## Requirement A:
Duplicate the part of the Paramount–Envictus article from "- Paramount is" up to and including "the acquisition announcement.".
## Requirement B:
Pick up the Paramount–Envictus article where it stops and continue it.

## Passage provided:

- Paramount is acquiring the 28% stake in Envictus for S$38.33 million (RM126.14 million) from JAG Capital Holdings Sdn Bhd. The deal is not subject to shareholders’ approval and is expected to be completed by Aug 7.
KUALA LUMPUR (July 30): Paramount Corp Bhd (KL:PARAMON) has no plan to acquire additional F&B businesses after the acquisition of a 28% stake in Singapore-listed Envictus International Holdings Ltd, said group chief executive officer Jeffrey Chew Sun Teong.
The property developer will instead focus on expanding Envictus’ operations—the operator of Texas Chicken and San Francisco Coffee in Malaysia—said Chew at a media briefing following the acquisition announcement.
Paramount is acquiring the 28% stake in Envictus for S$38.33 million (RM126.14 million) from JAG Capital Holdings Sdn Bhd. The deal is not subject to shareholders’ approval and is expected to be completed by Aug 7.
“This is a strategic growth opportunity for us. Property will remain our core business, contributing around 70% to group earnings,” said Chew.
Over the next five years, the group intends to grow the number of Texas Chicken outlets in Malaysia from 100 to 200, while also implementing a turnaround plan for the loss-making San Francisco Coffee.
Envictus reported a PAT of RM16.1 million for the first half of 2025, after posting RM50.6 million in PAT for the full year of 2024.

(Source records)

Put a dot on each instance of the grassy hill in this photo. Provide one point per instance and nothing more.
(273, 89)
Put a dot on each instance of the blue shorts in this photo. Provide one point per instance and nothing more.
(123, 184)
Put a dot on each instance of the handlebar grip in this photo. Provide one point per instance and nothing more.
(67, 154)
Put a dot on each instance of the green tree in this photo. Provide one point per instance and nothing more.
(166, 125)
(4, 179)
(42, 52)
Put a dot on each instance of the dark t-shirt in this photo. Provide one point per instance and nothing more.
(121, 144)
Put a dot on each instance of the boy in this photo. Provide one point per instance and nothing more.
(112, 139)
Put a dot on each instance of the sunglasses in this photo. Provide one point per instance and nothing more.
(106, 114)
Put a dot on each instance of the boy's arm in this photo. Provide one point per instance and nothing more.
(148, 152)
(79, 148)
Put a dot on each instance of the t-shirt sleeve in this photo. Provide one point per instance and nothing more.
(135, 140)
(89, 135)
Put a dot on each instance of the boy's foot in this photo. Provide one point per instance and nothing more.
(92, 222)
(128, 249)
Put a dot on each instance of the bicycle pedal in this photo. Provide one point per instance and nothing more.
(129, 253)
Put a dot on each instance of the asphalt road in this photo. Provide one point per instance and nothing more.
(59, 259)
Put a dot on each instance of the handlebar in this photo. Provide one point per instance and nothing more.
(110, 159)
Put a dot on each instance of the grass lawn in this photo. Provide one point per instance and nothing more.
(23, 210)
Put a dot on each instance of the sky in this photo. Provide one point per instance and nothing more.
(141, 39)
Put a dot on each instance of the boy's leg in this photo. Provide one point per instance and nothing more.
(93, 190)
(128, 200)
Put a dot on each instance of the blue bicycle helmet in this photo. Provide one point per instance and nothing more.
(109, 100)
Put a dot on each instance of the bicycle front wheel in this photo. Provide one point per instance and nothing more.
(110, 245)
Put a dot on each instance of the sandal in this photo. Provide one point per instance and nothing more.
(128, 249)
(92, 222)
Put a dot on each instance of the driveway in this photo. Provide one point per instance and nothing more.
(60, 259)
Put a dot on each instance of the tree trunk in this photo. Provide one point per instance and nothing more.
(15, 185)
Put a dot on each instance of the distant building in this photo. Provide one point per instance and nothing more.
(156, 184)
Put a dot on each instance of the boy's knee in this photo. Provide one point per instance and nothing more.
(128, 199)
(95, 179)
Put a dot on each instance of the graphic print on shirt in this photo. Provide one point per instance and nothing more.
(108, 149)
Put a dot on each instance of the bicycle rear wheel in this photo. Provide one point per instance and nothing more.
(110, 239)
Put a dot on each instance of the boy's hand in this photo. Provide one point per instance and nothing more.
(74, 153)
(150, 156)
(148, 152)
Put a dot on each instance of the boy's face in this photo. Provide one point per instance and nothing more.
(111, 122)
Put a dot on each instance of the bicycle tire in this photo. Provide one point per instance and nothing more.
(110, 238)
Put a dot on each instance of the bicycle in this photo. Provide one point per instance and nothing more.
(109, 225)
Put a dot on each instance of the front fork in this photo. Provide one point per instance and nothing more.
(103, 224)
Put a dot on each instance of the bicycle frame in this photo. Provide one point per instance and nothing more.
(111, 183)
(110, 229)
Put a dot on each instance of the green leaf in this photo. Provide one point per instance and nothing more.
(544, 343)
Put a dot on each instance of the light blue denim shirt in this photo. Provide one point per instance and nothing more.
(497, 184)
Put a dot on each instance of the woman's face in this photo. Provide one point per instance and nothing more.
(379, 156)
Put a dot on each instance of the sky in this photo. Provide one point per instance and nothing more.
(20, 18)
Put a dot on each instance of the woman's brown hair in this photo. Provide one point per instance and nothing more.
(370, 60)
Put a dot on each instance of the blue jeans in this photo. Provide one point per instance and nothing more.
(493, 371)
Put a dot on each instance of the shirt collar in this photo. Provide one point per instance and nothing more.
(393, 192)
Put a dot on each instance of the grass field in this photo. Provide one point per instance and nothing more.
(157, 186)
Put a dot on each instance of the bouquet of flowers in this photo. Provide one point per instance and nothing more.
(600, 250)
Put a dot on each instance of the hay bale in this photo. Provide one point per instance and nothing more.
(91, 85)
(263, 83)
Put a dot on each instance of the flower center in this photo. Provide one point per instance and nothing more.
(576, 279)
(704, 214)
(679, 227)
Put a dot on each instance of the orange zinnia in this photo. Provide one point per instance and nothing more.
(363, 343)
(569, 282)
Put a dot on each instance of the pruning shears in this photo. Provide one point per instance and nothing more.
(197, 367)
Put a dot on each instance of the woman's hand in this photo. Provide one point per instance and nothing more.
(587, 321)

## Written answer A:
- Paramount is acquiring the 28% stake in Envictus for S$38.33 million (RM126.14 million) from JAG Capital Holdings Sdn Bhd. The deal is not subject to shareholders’ approval and is expected to be completed by Aug 7.
KUALA LUMPUR (July 30): Paramount Corp Bhd (KL:PARAMON) has no plan to acquire additional F&B businesses after the acquisition of a 28% stake in Singapore-listed Envictus International Holdings Ltd, said group chief executive officer Jeffrey Chew Sun Teong.
The property developer will instead focus on expanding Envictus’ operations—the operator of Texas Chicken and San Francisco Coffee in Malaysia—said Chew at a media briefing following the acquisition announcement.

## Written answer B:
Prior to that, it had been loss-making for three consecutive years — recording net losses of RM32.9 million in 2023, RM6.4 million in 2022 and RM48.4 million in 2021—due to high costs and the Covid-19 pandemic. The group has not paid out dividends since 2014.
Paramount already has a small presence in the F&B space through two restaurants in Kuala Lumpur—Dewakan, which boasts two Michelin stars and a Michelin Green Star, and the newly established Bidou.
Whether the Envictus stake will be a long-term investment for Paramount remains subject to market conditions, Chew said.
“At four times price-to-earnings, the valuation is much lower than other comparable deals, such as Oriental Kopi which was valued at 28 times. So, this represents a good entry point. It could be a long-term investment, but if the market changes, we can exit. For now, our priority is to grow this business rather than pursue more F&B acquisitions,” he added.
Shares of Paramount slipped one sen to RM1.09 on Wednesday, giving it a market capitalisation of RM678.82 million.